[Start of Attachment]

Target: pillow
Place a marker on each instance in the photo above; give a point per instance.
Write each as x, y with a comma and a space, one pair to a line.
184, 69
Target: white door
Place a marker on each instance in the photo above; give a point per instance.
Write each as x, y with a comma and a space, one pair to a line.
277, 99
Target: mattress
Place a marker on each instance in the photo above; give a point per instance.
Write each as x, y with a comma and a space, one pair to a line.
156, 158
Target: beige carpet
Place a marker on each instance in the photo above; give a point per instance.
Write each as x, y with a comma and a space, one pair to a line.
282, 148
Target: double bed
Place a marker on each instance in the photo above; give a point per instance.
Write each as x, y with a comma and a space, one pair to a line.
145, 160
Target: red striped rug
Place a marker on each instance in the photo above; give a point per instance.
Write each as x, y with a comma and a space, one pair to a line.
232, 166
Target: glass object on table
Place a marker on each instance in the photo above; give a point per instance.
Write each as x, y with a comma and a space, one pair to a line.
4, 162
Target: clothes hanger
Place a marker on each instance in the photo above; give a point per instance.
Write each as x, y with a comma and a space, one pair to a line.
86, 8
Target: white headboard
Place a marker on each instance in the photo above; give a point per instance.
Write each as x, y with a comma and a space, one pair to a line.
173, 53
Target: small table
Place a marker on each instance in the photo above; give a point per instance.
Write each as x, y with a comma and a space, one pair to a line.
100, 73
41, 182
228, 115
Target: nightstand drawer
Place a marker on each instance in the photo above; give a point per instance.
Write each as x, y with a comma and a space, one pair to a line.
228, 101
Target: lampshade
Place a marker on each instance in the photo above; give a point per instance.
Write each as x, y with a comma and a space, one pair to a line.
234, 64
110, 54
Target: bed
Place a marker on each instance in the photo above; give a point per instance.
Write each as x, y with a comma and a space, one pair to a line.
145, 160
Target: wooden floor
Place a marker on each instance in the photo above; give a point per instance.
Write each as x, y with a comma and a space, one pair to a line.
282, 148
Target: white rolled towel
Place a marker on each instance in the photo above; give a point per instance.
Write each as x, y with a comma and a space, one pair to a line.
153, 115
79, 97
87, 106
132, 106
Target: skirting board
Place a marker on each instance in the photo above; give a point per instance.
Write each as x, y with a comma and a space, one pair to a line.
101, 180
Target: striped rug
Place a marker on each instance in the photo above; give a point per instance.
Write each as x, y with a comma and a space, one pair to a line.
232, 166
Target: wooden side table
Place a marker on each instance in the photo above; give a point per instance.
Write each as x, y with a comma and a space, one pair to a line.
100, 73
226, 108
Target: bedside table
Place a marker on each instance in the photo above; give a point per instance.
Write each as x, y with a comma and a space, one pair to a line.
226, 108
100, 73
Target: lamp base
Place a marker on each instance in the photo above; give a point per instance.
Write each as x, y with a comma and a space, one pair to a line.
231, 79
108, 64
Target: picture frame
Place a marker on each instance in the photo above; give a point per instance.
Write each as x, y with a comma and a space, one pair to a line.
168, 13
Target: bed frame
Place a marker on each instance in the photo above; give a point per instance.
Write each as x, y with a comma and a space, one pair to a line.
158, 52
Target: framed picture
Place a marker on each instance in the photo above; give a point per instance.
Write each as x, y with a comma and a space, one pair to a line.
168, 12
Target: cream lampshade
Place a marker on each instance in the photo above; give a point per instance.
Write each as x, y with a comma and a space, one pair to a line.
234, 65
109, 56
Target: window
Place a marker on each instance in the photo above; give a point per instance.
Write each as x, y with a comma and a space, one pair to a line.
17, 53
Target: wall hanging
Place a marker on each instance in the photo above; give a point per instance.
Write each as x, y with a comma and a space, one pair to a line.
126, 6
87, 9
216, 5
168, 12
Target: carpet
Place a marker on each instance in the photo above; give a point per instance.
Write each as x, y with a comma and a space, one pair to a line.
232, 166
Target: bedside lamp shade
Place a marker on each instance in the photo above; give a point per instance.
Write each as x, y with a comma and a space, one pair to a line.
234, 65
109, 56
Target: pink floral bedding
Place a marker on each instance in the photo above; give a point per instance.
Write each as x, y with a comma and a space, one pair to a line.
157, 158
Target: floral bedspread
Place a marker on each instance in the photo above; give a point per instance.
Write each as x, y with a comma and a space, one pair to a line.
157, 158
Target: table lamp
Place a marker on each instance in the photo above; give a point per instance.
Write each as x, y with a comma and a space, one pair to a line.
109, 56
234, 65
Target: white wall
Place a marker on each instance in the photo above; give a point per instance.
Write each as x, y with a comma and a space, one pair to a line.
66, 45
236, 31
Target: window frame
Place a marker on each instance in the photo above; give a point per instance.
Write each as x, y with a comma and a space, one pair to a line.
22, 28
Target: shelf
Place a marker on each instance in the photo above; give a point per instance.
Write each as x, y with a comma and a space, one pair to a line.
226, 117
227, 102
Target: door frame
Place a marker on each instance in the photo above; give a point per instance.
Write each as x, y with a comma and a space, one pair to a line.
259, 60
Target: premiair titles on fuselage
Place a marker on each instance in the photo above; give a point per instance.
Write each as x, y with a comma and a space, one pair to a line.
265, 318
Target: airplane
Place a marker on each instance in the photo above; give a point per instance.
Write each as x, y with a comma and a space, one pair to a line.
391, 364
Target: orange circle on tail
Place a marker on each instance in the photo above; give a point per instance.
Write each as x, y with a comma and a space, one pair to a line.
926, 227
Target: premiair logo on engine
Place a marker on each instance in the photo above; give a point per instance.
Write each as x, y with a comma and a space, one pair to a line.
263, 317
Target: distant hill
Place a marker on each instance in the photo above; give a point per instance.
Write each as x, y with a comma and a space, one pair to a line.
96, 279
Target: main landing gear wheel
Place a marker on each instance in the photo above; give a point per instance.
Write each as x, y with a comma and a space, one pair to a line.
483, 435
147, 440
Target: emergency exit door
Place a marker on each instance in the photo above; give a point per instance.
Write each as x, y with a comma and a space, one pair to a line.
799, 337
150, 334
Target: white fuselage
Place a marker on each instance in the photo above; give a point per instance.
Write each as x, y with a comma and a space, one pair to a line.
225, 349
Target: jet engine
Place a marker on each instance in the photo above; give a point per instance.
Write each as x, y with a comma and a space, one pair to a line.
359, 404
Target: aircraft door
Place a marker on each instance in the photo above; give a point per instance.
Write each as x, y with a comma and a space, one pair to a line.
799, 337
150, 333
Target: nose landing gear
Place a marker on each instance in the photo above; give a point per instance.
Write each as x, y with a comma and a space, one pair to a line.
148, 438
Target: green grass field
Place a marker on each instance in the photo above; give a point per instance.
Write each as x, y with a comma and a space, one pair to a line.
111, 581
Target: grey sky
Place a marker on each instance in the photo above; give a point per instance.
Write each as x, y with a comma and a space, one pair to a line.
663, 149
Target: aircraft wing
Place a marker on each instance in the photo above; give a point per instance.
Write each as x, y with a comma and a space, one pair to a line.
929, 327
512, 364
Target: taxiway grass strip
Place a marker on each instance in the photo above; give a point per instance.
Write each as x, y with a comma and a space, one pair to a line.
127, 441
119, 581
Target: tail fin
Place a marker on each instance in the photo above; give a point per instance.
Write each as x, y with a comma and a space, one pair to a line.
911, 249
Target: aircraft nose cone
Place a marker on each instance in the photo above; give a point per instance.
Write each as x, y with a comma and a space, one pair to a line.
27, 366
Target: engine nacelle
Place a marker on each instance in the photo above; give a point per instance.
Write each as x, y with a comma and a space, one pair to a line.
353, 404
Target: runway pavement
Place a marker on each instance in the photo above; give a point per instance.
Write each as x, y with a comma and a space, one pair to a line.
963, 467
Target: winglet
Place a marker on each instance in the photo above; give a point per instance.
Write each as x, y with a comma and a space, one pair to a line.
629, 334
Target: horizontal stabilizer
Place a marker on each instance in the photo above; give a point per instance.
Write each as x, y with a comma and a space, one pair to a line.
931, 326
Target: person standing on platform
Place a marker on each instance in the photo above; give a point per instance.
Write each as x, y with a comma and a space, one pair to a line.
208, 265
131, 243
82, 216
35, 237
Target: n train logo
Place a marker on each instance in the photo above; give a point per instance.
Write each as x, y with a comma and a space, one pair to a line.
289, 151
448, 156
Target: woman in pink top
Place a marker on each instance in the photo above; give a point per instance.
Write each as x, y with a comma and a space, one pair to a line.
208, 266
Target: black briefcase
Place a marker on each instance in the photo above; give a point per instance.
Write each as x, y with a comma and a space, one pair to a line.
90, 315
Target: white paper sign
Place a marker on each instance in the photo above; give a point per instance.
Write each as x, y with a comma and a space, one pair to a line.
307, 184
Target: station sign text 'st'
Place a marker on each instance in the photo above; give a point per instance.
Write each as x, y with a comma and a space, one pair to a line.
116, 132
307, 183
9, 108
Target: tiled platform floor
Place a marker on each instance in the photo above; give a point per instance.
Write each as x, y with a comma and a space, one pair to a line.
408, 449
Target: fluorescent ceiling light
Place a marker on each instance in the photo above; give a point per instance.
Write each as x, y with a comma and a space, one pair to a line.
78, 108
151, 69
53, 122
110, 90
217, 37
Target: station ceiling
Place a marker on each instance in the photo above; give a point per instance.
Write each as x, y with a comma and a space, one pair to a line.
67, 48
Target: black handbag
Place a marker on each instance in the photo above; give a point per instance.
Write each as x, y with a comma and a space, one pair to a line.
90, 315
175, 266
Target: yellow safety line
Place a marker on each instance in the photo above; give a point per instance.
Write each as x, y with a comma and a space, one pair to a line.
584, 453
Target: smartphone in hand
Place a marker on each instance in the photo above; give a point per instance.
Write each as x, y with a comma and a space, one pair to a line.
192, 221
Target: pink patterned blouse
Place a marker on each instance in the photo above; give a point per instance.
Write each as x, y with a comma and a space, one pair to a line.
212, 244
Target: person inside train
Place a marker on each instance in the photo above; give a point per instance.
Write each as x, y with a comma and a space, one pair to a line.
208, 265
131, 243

[End of Attachment]

YOUR INSTRUCTIONS. Repeat exactly the lines that run from the opening of the listing through the line holding "Target: clothes hanger". Leave out everything else.

TASK RESPONSE.
Target: pillow
Place a marker on each instance in the photo above; give a point per instance.
Write each as x, y with a comma and a space, one pair to a line.
184, 69
Target: white door
Place a marker on each instance in the photo above; give a point per instance.
Write each as x, y with a comma and a space, one pair to a line.
277, 99
Target: mattress
Place a marker on each instance in the photo above; give a point per instance.
Write each as x, y with a comma and a space, one pair to a line.
156, 158
Target: beige carpet
Place a marker on each instance in the photo above; give a point per instance.
Write each as x, y with a comma and a space, one pair to a line.
282, 148
Target: double bed
Place a marker on each instance in the photo above; give a point per instance.
Write each as x, y with a comma and a space, one pair to a line.
145, 160
Target: red striped rug
Place a marker on each instance in the photo above; give a point per instance.
Write each as x, y with a comma and a space, one pair to a line.
232, 166
Target: glass object on table
Place a marker on each instance in the photo above; give a point per instance.
Write each as x, y with a comma and a space, one pair to a line.
4, 162
Target: clothes hanger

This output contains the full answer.